Exercise details: Repeat every entry exactly. Pictures stay out.

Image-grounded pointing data
· · · ·

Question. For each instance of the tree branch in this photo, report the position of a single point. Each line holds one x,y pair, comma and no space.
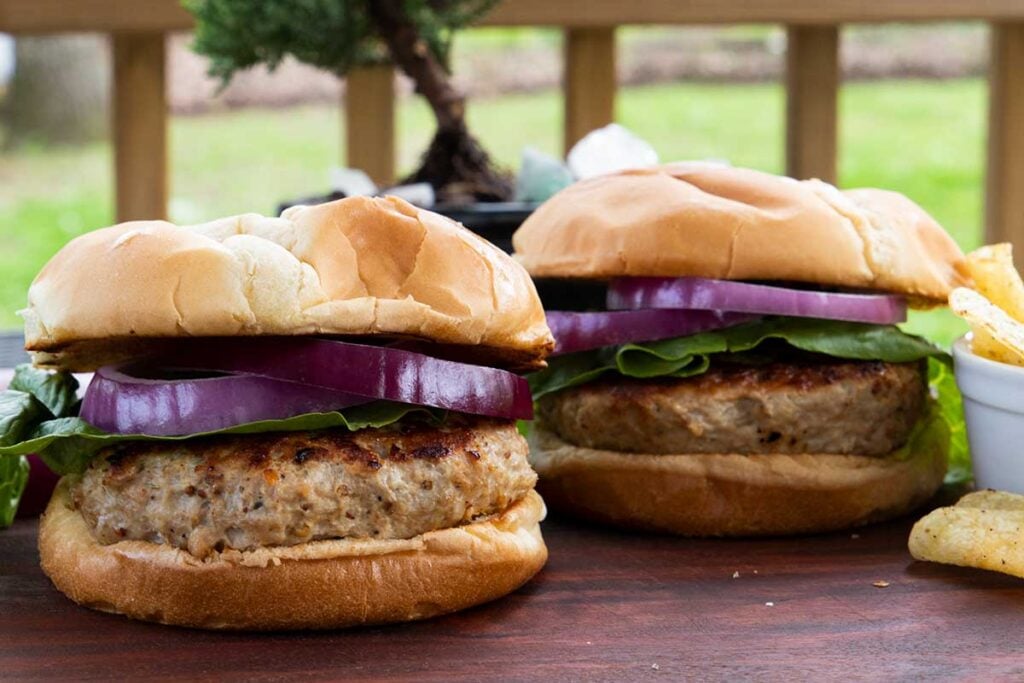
413,55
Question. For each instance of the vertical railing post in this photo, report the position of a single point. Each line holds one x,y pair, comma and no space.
811,91
139,126
370,121
590,81
1005,182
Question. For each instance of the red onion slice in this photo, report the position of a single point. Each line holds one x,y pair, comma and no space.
579,332
37,493
121,402
371,372
705,294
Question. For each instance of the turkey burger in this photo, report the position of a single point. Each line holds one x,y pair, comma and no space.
728,359
302,422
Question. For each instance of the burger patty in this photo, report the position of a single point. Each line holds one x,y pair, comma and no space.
845,408
286,488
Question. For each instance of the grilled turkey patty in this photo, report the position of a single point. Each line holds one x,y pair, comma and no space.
286,488
847,408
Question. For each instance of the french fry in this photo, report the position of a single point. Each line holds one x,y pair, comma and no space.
996,279
984,529
996,335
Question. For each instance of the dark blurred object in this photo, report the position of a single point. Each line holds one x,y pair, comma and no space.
12,349
558,294
59,93
310,201
37,493
495,221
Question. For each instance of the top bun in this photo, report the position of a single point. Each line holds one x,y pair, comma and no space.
355,266
711,220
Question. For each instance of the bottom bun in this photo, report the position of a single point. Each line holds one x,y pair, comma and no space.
730,495
318,585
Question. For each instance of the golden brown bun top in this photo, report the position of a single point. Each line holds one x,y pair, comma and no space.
710,220
355,266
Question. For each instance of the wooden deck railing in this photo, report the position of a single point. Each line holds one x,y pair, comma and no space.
138,30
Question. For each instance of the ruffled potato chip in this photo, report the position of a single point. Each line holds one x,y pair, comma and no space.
996,279
996,335
984,529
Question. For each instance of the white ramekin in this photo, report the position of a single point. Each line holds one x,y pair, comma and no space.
993,406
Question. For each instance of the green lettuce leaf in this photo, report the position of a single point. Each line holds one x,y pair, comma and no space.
942,427
67,444
19,413
686,356
57,391
13,477
950,413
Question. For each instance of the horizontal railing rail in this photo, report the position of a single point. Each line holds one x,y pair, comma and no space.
138,30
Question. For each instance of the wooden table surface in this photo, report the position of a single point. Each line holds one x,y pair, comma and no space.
608,606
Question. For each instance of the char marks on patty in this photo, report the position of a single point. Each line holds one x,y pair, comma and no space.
244,492
806,407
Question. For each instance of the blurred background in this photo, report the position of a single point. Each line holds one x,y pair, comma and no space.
911,118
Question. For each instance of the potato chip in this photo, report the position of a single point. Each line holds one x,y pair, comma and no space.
984,529
996,279
996,335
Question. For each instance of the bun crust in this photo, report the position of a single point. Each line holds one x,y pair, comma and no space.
355,266
730,495
711,220
321,585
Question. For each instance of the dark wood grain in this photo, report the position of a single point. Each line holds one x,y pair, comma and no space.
608,606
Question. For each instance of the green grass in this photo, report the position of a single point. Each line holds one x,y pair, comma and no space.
923,138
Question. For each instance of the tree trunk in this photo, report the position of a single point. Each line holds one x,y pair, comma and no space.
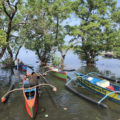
2,52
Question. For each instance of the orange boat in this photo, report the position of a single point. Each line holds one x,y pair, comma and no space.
31,98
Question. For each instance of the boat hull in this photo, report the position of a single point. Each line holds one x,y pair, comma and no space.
99,90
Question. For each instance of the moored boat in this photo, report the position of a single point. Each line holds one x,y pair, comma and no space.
102,87
58,73
31,98
22,68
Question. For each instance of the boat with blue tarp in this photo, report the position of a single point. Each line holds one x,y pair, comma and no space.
100,86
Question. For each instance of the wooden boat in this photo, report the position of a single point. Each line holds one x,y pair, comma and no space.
22,67
55,72
102,87
31,99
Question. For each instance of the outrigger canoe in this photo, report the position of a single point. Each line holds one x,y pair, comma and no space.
55,72
102,87
22,67
31,98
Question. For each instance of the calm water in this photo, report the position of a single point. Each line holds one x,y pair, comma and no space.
61,105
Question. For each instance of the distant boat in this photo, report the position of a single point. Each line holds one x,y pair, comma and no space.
100,86
55,72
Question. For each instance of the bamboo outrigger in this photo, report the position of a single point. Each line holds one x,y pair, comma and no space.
31,96
100,86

· · · ·

Response:
Question. For each instance of the tree branch in this photo, report the position of a single point. Each line holds one x,y pair, comma and no space.
413,55
Question. For each instance of the vertical railing post in this photo, report the position of a single point. Each line holds one x,y pair, comma and no space.
811,91
139,126
370,121
590,81
1005,182
Question. For each instance of the red onion slice in this photo, report the position of a single point. Each line holds one x,y pair, comma and no space.
579,332
37,493
121,402
371,372
705,294
Question. For each instance of the turkey burger in this photo, report the position of a single point. Each line holds one x,y pair, comma and no space.
728,359
302,422
Question. For each instance of the burger patty in this photo, report the position of a single point. Each line holds one x,y pair, comma and no space.
845,408
286,488
Question. For each instance of the grilled turkey patty in this photo, report the position of a single point. Each line holds one x,y pair, comma and no space.
286,488
847,408
Question. For each instance of the french fry in this photo, report the position of a single point. Each line holds one x,y pair, comma and no space.
996,279
984,529
996,335
Question. For each instance of the dark blurred object in this photo, report the position of a single point. Each line holds one x,y pair, comma and no space.
12,349
558,294
59,93
310,201
37,493
495,221
Question. For each instance of the top bun in this photo, report the position of a single point. Each line holds one x,y pair, comma and no space.
355,266
711,220
Question. For each instance of the bottom bun in this photo, report the position of a single point. Each line holds one x,y pair, comma and no space.
730,495
318,585
Question. For each instance of the golden brown bun top in this photo, report the position of a single point. Each line holds one x,y pair, comma and no space.
710,220
355,266
Question. For each instance of the wooden deck railing in this photo, report the position of a single point. Each line holds one x,y pair, comma and no space.
138,30
Question. For each instance of the ruffled potato chip in this photo, report the position of a single point. Each line holds one x,y pair, comma and no space.
996,279
996,335
984,529
Question. For each instance of the white ramekin in this photo, report the position of a single point. Each line holds one x,y pair, comma and no space.
993,406
Question. For each instance of the green lettuce leaf in this photo, report the position of a single point. Each line holds one x,y pair, comma and no space.
942,427
67,444
19,413
686,356
57,391
13,477
950,413
Question. For each instance of the horizontal railing rail in this photo, report the position of a single point. Each line holds one x,y pair, comma and no space.
138,30
Question. For each instance of the wooden table surface in this photo, report the position of a single point. Each line holds one x,y pair, comma and no space.
608,606
Question. For each instance of the char marks on patty in this photo, report the position of a single point. Each line holds one x,y pair, comma and no space.
244,492
806,407
Question. For each instance of the blurred background in this photo, report the position of a single point. Each line holds one x,y pair, comma and no space.
911,118
Question. For each instance of the potato chip in this photo, report the position of a single point. Each line holds one x,y pair, comma and no space.
984,529
996,279
996,335
Question. For each instance of the bun crust in this photo, report the position of a single point. Each line holds one x,y pair, comma and no space.
355,266
730,495
711,220
321,585
Question. For each instance of the dark wood grain in this photo, report the position of a single point. Each line holds one x,y pair, comma and no space.
608,606
Question. For each instance of the green grass in this photo, report the position of a single point. Each line holds one x,y pair, comma and no space.
923,138
Question. For each instance of the tree trunk in this photo, report the position of a single point. Each line holds one x,y pair, comma and no space.
2,52
Question. For each instance of the orange boat in this photo, report the position of a single point. Each line holds one x,y pair, comma and no space.
31,98
Question. For each instance of the boat hull in this photo, report the position of a single point. Each line holds one x,y pair, comma and no space.
99,90
Question. For each instance of the moored boat in this photo, report the position of a single point. Each line holds one x,y pair, comma and no space.
102,87
58,73
31,98
22,68
Question. For each instance of the boat with blue tarp in this photo, report the position of a single point. Each line holds one x,y pair, comma and no space.
100,86
Question. For each instance of the wooden boat in this photo, report the position of a single point. Each line holds one x,y pair, comma and no space.
22,67
55,72
102,87
31,99
Question. For each instance of the outrigger canoe in this photo, report the position of a single point. Each line holds one x,y pair, comma and no space.
55,72
102,87
22,67
31,98
Question. For each instance of the calm water in this photo, report the position of a single point. Each line holds one x,y pair, comma and no space.
61,105
Question. For each instance of the distant boat in this photo, report the position of a single point. Each line holds one x,y pair, comma and no space.
100,86
55,72
Question. For each instance of the bamboo outrigger in this photo, report the position of a single point. Each line holds one x,y pair, comma and no space.
31,96
100,86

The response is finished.